- Author: Ben Du
- Date: 2020-11-26 14:24:00
- Title: DataFrame Implementations in Python
- Slug: scaling-pandas
- Category: Computer Science
- Tags: Computer Science, programming, Python, DataFrame, pandas, PySpark, Vaex, Modin, Dask, RAPIDS, cudf, cylon, big data
- Modified: 2021-04-26 14:24:00


 ** Things on this page are fragmentary and immature notes/thoughts of the author. Please read with your own judgement! **  

## Tips and Traps

There are multiple ways to handle big data in Python,
among which 
[vaex](https://github.com/vaexio/vaex)
and PySpark are the most popular ones.
Dask is NOT a good option compared to vaex and PySpark.

1. If you have relative large memory, 
    say more than 20G, 
    on your (single) machine, 
    you can handle (filtering, sorting, merging, etc.) 
    millions (magnitude of 1E6) of rows in pandas DataFrame without any pressure. 
    When you have more than 10 millions rows 
    or the memory on your (single) machine is restricted,
    you should consider using big data tools such as 
    [vaex](https://github.com/vaexio/vaex)
    and PySpark.

4. Do NOT use the Jupyter/Lab plugin `jupyterlab-lsp` 
    if you work on big data in Jupyter/Lab.
    The plugin `jupyterlab-lsp` has issues with large DataFrames 
    (both with pandas and PySpark DataFrames)
    and can easily crash your Jupyter/Lab server 
    even if you have enough memory.


[Benchmarking Python Distributed AI Backends with Wordbatch](https://towardsdatascience.com/benchmarking-python-distributed-ai-backends-with-wordbatch-9872457b785c)
has a detailed comparison among Dask, Ray and PySpark.
Dask is no good. 
Both Ray and PySpark scale well 
with Ray has slight performance advantge over PySpark.
Also, Ray is easy to configure to Spark.
Notice that [modin](https://github.com/modin-project/modin)
is a project aiming at scaling pandas workflows by changing one line of code
and it is based on Apache Ray.
It will probably provide better performance than Dask if you work with data frames.



## [pandas DataFrame](https://github.com/pandas-dev/pandas)

Pandas DataFrame is the most popular DataFrame implementation that people use Python.

## [vaex](https://github.com/vaexio/vaex)

**Vaex is currently the best alternative DataFrame implementation to pandas DataFrame.**


Vaex is a high performance Python library for lazy Out-of-Core DataFrames (similar to Pandas), 
to visualize and explore big tabular datasets. 
It calculates statistics such as mean, sum, count, standard deviation etc, 
on an N-dimensional grid for more than a billion (10^9) samples/rows per second. 
Visualization is done using histograms, density plots and 3d volume rendering, 
allowing interactive exploration of big data. 
Vaex uses memory mapping, zero memory copy policy and lazy computations for best performance (no memory wasted).



## [cylon](https://github.com/cylondata/cylon)

Cylon use similar technologies (C++, Apache Arrow, etc.) as vaex.
However,
it doesn't seems to be as mature as vaex.

*Tasks to perform*
a – In the page on DataFrame implementations in Python, rename "PySpark" to "Apache Spark" in the passage from "Both Ray and" up to and including "with data frames.", and give the passage again with that change.
b – Answer these questions from the page on DataFrame implementations in Python:
(i) How much memory on a single machine counts as "relative large memory"?
(ii) Which Jupyter/Lab plugin should be avoided when working on big data?
(iii) For how many samples or rows per second does vaex calculate statistics on an N-dimensional grid?
c – Continue the page on DataFrame implementations in Python from its last sentence.

*Supplied material*
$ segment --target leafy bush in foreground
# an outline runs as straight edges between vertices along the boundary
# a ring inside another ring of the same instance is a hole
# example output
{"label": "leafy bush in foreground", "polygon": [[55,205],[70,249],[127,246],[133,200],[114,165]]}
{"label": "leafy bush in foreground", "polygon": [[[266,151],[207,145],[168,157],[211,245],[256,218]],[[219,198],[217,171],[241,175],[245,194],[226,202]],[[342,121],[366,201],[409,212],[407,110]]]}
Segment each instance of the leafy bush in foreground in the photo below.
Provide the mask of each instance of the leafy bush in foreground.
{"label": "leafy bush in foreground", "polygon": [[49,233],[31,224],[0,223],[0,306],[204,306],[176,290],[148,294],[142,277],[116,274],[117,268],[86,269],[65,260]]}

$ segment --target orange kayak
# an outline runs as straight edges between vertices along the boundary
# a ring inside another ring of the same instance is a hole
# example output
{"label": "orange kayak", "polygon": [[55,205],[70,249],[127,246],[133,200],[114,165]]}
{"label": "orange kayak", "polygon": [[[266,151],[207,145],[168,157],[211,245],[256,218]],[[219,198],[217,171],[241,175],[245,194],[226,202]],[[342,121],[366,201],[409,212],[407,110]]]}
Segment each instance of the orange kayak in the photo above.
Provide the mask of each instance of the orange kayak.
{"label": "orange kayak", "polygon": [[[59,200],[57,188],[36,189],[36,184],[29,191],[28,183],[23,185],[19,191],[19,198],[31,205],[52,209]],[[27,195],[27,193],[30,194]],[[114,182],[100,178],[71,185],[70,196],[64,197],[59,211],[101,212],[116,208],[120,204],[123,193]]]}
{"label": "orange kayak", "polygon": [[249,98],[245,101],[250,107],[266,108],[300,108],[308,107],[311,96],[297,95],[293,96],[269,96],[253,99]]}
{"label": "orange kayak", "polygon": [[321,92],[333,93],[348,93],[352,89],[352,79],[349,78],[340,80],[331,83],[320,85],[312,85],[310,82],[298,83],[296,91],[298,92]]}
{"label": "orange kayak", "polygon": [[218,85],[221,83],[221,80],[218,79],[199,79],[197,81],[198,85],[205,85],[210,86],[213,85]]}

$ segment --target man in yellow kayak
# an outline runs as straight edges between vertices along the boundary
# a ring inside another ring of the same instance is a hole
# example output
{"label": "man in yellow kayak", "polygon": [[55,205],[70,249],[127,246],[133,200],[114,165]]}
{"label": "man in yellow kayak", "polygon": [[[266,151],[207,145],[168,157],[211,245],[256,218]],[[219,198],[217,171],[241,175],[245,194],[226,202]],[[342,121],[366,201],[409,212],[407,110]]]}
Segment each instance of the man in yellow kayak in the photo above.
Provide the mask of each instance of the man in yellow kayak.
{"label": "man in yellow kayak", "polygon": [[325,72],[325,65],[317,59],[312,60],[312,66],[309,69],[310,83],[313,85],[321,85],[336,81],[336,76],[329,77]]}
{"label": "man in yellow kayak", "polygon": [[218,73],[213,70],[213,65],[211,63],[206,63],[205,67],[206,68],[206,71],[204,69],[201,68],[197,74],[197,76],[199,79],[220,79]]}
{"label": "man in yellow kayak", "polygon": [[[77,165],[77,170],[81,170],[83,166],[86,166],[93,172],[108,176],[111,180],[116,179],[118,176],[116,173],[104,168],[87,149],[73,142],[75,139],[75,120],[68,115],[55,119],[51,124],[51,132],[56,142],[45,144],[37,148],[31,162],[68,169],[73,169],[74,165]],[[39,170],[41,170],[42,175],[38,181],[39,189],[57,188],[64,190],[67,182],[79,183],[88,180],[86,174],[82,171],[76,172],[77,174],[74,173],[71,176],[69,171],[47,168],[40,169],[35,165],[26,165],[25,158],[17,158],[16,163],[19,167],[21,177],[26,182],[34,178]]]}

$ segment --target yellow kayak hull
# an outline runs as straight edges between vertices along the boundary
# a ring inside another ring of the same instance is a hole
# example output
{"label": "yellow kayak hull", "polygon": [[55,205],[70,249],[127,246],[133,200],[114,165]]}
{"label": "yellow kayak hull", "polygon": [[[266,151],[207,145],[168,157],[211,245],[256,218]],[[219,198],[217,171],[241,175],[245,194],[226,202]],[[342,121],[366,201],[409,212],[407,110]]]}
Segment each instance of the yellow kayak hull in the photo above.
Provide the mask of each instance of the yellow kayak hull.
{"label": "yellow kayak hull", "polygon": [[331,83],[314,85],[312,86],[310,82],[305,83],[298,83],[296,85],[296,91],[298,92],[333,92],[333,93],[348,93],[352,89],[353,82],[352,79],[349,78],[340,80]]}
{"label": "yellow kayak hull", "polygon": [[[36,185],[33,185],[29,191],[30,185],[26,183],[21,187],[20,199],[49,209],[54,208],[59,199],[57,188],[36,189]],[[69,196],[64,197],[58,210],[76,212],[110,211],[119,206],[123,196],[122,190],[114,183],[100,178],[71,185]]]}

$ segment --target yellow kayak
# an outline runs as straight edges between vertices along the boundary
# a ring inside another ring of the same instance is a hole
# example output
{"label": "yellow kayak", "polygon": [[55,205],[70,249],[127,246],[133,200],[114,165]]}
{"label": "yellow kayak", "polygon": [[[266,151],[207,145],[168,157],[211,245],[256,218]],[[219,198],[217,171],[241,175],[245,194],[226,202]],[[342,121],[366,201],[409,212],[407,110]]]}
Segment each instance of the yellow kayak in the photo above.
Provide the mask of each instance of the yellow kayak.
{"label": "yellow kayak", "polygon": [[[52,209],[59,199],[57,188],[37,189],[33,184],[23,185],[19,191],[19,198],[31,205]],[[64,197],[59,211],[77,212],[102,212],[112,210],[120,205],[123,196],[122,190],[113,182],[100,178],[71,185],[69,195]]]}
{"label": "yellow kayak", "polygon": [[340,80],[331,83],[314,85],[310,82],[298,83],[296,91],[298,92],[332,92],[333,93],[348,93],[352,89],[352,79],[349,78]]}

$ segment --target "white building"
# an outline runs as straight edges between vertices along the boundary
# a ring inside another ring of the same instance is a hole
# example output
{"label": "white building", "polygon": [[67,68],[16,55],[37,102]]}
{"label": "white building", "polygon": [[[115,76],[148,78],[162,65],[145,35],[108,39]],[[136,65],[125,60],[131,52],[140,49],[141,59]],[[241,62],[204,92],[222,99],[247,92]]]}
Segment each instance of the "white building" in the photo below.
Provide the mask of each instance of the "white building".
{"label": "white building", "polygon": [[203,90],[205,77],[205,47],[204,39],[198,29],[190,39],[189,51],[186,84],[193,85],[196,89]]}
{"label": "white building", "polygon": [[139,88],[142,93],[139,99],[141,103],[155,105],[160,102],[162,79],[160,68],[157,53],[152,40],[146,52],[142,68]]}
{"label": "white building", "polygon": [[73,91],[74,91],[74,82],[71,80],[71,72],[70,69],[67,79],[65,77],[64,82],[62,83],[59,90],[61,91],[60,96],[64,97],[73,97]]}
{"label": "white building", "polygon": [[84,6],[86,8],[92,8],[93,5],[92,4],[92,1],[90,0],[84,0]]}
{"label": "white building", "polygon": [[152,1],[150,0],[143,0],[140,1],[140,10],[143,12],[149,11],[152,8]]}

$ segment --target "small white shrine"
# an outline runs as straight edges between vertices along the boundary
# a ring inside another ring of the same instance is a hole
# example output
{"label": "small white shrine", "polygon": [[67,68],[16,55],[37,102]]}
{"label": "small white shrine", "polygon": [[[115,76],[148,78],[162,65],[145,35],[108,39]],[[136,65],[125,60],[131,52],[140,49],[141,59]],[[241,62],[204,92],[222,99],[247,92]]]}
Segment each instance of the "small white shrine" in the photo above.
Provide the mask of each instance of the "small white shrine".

*Written responses*
a –
Both Ray and Apache Spark scale well 
with Ray has slight performance advantge over Apache Spark.
Also, Ray is easy to configure to Spark.
Notice that [modin](https://github.com/modin-project/modin)
is a project aiming at scaling pandas workflows by changing one line of code
and it is based on Apache Ray.
It will probably provide better performance than Dask if you work with data frames.

b –
(i) More than 20G.
(ii) `jupyterlab-lsp`.
(iii) More than a billion (10^9).

c –
A few advantages of Cylon compared to vaex are
- cylon supports different langauge APIs (C++, Python, Java, etc)
- cylon is distributed while vaex is single machine only
 
Cylon is a fast, scalable distributed memory data parallel library for processing structured data. 
Cylon implements a set of relational operators to process data. 
While "Core Cylon" is implemented using system level C/C++, 
multiple language interfaces (Python and Java ) are provided to seamlessly integrate with existing applications, 
enabling both data and AI/ML engineers to invoke data processing operators in a familiar programming language. 
By default it works with MPI for distributing the applications.
Internally Cylon uses Apache Arrow to represent the data in a column format.

## [polars](https://github.com/pola-rs/polars)

Polars is a blazingly fast DataFrames library implemented in Rust using Apache Arrow as memory model.

## PySpark DataFrame

PySpark DataFrame is another good option (besides vaex) if you have to work on relatively large data on a single machine,
especially if you have some Spark knowledge. 

## [cudf](https://github.com/rapidsai/cudf)

cudf (developed by RAPIDS) is built based on the Apache Arrow columnar memory format, 
cuDF is a GPU DataFrame library for loading, joining, aggregating, filtering, and otherwise manipulating data.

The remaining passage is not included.